§ **Written exercise 1**: Pull out each line of the rows below that contains the string "mounted".

Okay, so I have a story I'm working on. The things is that every time I start on a new project I end up with an army of ideas that I can't figure out how to condense into a plot. Also, worldbuilding. I suck at worldbuilding. So I'm gonna give a rundown of the plot and world and any advice or help would be amazing. I honestly just want this down somewhere, and here felt like a good place, so feel free to just drop in tell me what you think. This is so long so I guess no one's going to bother but eh


Background info?
So a kingdom, Doasa (doe-sa). In this country there are many villages, each worshipping a different divinity. There is no one ruler of the country, although Midas is a very powerful figure that everyone knows of; they're a merchant and also have a group of soldiers that they control.
The main characters are five people who are part of a militia that goes around protecting villages from creatures and Midas's soldiers. All five of them are dyszuis (dee-soo-ies), which are basically nymphs. So there's Yanni, the leader, a tide dyszui. There's the youngest of them and Yanni's best friend, Kohmir, a raven dyszui. Then there's Dorota and Diego, twin sun dyszuis, and finally Lysia, Dorota's extremely dependent best friend and a dusk dyszui.

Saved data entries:
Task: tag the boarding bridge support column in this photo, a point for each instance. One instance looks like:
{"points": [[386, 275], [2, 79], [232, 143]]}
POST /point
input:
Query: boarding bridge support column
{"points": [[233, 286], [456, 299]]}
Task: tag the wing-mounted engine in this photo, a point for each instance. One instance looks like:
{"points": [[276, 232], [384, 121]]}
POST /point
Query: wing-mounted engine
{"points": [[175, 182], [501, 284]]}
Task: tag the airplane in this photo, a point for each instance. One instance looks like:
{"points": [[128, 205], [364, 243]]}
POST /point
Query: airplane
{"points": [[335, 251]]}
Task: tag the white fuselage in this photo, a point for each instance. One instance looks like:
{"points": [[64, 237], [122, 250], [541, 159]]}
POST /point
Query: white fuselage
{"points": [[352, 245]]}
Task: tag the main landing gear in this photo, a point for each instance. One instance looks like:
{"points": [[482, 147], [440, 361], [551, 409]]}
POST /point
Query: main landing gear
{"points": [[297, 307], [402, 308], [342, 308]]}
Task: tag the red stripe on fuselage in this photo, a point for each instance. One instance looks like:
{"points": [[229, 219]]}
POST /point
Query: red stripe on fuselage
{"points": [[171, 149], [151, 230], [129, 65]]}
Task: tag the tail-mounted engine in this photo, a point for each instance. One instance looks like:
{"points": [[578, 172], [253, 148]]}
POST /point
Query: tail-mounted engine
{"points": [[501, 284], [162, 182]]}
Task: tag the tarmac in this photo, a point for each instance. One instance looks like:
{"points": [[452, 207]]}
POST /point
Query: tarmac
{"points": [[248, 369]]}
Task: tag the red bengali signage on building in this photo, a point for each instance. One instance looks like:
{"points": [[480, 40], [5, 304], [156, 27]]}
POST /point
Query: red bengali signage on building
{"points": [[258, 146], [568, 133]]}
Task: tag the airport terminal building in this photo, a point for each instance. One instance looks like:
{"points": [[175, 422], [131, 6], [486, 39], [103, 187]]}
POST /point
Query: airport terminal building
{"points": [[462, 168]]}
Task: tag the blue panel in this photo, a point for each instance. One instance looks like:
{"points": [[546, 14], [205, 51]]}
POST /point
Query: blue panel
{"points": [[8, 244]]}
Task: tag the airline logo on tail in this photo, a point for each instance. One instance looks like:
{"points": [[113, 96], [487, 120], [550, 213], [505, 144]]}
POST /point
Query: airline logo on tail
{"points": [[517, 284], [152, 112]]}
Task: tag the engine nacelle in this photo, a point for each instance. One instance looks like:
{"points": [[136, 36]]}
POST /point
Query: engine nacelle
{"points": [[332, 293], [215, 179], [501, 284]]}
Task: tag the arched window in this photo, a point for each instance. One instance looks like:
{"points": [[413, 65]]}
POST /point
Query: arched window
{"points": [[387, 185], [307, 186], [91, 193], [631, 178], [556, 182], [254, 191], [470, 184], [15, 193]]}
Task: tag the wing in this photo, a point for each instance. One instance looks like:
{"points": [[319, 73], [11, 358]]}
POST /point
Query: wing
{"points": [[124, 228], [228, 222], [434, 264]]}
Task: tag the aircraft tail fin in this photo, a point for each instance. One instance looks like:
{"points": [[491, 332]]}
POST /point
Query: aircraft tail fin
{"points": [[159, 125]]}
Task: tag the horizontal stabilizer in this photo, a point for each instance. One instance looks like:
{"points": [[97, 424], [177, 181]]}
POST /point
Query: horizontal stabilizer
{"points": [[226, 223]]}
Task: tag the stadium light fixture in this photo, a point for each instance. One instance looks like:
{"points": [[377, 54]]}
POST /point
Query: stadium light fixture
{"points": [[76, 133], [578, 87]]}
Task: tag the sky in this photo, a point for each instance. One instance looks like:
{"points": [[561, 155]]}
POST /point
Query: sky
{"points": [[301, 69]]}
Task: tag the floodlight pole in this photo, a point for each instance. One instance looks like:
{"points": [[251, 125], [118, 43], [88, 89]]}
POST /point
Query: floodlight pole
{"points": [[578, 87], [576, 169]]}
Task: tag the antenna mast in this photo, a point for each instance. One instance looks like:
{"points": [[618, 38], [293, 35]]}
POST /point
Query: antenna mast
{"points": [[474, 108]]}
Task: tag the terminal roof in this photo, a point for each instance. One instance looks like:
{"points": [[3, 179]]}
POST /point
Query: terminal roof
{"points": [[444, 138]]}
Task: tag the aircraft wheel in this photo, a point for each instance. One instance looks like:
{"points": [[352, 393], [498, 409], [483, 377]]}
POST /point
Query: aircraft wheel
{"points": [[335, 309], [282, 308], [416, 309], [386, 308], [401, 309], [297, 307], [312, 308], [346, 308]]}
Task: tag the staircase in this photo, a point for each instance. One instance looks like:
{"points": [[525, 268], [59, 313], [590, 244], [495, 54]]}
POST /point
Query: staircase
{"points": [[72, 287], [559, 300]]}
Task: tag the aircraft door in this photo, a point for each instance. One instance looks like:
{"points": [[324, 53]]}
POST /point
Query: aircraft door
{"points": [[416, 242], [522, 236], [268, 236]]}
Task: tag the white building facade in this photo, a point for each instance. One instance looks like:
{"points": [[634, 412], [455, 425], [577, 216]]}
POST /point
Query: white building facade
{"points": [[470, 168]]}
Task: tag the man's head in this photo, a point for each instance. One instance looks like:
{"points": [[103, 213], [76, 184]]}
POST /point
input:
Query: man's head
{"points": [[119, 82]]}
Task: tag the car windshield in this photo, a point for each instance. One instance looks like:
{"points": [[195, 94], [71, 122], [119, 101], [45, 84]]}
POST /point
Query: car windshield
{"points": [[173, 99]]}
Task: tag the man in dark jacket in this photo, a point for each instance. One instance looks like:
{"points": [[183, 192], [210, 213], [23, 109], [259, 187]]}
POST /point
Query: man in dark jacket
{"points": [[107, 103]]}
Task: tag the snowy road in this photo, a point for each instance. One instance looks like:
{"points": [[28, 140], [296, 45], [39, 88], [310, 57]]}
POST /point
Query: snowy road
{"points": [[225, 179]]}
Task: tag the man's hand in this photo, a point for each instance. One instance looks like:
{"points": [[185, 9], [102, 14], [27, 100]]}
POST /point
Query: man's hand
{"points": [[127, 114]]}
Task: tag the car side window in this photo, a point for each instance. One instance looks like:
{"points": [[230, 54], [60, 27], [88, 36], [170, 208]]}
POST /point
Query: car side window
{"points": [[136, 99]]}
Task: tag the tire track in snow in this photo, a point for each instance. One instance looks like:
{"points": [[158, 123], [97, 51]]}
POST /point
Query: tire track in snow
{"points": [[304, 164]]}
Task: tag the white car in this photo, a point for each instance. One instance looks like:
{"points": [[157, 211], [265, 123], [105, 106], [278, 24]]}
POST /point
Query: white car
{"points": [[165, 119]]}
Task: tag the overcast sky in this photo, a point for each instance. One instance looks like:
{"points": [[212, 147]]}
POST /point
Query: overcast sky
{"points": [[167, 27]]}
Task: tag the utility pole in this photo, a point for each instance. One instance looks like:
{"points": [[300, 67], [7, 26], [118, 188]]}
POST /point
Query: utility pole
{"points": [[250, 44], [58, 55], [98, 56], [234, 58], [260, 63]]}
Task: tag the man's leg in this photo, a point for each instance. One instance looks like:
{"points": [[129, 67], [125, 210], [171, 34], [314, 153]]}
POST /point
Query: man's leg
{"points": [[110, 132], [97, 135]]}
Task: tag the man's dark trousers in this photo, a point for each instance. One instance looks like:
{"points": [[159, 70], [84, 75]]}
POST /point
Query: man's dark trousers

§ **Written exercise 2**:
Answer these questions from the story rundown:
(a) What does the writer say they are bad at?
(b) What is the kingdom called?
(c) What kind of dyszui is Kohmir?

§ **Written response 1**:
Task: tag the wing-mounted engine in this photo, a point for each instance. One instance looks like:
Query: wing-mounted engine
Task: tag the tail-mounted engine in this photo, a point for each instance. One instance looks like:
Query: tail-mounted engine

§ **Written response 2**:
(a) Worldbuilding
(b) Doasa
(c) A raven dyszui